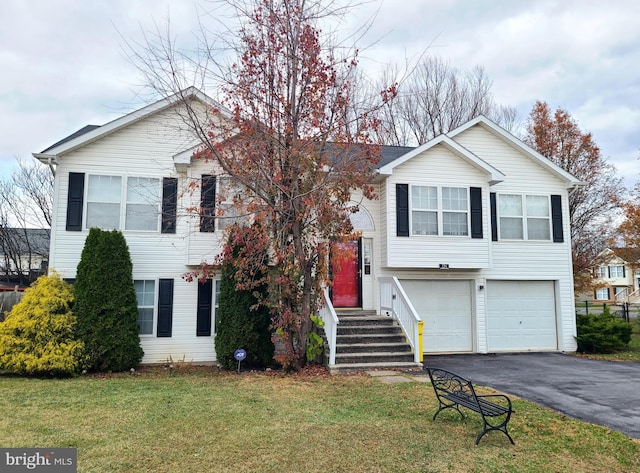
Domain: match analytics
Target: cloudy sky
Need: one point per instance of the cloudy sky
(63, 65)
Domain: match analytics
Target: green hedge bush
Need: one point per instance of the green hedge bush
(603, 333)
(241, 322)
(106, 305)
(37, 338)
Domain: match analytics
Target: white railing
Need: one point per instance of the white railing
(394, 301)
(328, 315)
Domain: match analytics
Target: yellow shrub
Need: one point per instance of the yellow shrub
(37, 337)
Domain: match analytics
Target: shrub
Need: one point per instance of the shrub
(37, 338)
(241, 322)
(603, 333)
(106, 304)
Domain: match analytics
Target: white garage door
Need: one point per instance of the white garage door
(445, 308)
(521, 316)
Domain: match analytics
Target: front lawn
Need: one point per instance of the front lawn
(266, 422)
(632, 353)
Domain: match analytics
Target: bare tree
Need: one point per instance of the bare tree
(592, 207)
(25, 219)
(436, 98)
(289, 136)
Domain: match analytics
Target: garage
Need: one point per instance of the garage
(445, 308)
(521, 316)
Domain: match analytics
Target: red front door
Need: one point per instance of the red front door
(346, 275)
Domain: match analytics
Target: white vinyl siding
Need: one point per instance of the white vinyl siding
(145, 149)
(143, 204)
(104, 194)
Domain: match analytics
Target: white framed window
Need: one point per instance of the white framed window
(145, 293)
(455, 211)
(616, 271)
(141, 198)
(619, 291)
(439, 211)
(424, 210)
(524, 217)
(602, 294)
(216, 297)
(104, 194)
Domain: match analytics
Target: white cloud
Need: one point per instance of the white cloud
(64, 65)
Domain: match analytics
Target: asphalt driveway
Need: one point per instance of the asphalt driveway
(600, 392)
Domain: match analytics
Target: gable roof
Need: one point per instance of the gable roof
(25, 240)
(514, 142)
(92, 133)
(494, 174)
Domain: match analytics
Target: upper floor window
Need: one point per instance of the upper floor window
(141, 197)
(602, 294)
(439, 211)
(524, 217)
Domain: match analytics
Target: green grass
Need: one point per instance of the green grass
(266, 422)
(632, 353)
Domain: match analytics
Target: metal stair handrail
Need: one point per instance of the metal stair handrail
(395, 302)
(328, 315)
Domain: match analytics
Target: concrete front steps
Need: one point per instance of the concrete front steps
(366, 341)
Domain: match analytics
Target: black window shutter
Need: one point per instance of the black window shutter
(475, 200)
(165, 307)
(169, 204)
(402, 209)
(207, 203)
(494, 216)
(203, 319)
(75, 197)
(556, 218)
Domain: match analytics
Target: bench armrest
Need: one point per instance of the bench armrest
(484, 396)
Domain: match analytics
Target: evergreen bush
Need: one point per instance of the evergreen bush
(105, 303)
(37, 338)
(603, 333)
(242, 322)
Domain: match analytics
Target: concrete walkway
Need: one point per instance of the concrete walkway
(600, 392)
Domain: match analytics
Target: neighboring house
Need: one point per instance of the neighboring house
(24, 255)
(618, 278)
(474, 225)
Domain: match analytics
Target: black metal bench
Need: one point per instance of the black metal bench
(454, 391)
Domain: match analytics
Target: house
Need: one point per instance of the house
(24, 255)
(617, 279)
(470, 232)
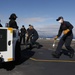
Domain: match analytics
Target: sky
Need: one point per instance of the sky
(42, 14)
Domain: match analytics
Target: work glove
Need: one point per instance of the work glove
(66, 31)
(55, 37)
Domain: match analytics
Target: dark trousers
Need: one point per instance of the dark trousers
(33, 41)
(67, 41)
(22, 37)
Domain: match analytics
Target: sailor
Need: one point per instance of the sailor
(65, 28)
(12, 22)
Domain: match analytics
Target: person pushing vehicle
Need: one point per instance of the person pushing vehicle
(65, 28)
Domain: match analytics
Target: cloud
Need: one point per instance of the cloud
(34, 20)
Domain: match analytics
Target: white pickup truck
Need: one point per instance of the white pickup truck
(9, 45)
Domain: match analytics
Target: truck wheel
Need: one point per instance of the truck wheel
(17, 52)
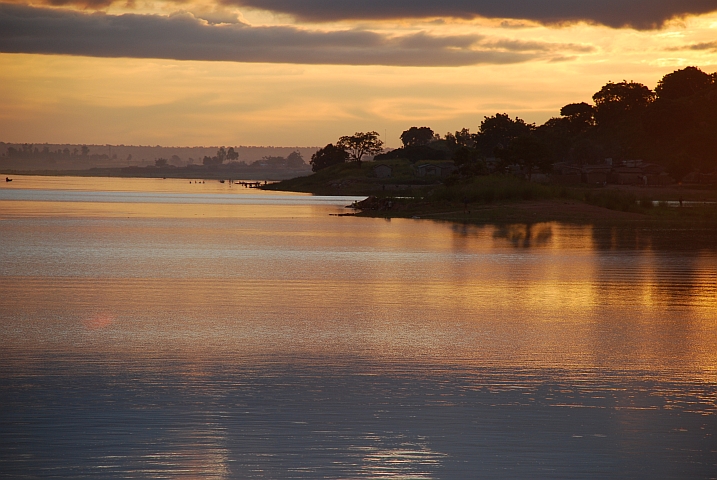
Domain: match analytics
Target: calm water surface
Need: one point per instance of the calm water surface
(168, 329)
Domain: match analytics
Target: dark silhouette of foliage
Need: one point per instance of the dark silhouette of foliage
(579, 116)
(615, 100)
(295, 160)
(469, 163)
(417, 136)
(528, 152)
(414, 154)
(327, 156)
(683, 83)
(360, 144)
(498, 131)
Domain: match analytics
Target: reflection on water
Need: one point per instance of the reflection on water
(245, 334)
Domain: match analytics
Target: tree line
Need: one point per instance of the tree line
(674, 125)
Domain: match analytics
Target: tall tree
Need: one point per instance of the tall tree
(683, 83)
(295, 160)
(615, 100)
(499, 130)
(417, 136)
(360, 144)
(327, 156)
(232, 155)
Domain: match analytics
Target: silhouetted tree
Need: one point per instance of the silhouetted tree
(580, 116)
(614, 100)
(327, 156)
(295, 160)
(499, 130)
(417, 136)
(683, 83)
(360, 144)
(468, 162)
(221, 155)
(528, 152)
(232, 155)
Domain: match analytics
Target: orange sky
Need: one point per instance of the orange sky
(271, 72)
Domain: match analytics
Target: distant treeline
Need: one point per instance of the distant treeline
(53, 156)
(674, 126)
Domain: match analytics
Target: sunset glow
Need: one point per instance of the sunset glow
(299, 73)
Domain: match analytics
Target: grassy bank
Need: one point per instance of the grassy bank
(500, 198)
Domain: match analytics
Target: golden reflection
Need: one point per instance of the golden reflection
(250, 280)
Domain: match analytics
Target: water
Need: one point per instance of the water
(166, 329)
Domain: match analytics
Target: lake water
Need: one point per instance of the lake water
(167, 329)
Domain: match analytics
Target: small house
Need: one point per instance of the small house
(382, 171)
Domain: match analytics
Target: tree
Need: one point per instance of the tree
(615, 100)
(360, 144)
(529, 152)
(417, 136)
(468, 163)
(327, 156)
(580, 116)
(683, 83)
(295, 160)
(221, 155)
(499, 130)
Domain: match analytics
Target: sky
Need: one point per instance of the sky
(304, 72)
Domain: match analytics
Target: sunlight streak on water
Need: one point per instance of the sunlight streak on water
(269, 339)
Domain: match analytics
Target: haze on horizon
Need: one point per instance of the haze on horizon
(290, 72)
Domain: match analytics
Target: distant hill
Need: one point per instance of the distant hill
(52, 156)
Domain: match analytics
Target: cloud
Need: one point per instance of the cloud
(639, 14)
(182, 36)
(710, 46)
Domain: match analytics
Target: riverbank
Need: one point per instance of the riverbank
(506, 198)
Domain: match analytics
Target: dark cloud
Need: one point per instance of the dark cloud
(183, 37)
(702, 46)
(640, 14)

++++++++

**EXERCISE BRIEF:** In the listing above, the required lines run from the line with "Target: upper floor window" through the line with "Target: work glove". Output exactly those lines, omitting pictures.

**ANSWER SECTION:**
Target: upper floor window
Need: one point per instance of the upper floor window
(141, 197)
(602, 294)
(439, 211)
(524, 217)
Domain: match analytics
Target: green grass
Need: one point per instance of the green grass
(266, 422)
(632, 353)
Domain: match analytics
Target: metal stair handrail
Need: one point per instance of the metal stair handrail
(395, 302)
(328, 315)
Domain: match analytics
Target: concrete front steps
Need: one point per instance of the concrete front steps
(366, 341)
Domain: match analytics
Target: black window shutter
Need: one point per instance of the black window shutter
(475, 200)
(165, 307)
(169, 204)
(402, 209)
(207, 203)
(494, 216)
(203, 319)
(75, 197)
(556, 218)
Domain: match analytics
Target: bench armrest
Need: one point per instance of the bench armrest
(484, 396)
Domain: match analytics
Target: evergreen bush
Need: one point per instance of the evergreen bush
(105, 303)
(37, 338)
(603, 333)
(242, 322)
Domain: match analytics
Target: concrete walkway
Need: one point per instance of the concrete walkway
(600, 392)
Domain: match analytics
Target: neighboring house
Need: one point per instance of the neighboring house
(24, 255)
(618, 278)
(474, 225)
Domain: match analytics
Target: black metal bench
Need: one point per instance of the black metal bench
(454, 391)
Domain: match analytics
Target: house
Need: one point per instance of the house
(24, 255)
(617, 279)
(470, 232)
Domain: match analytics
Target: sky
Need: one point per instance of the sky
(42, 14)
Domain: match analytics
Target: work glove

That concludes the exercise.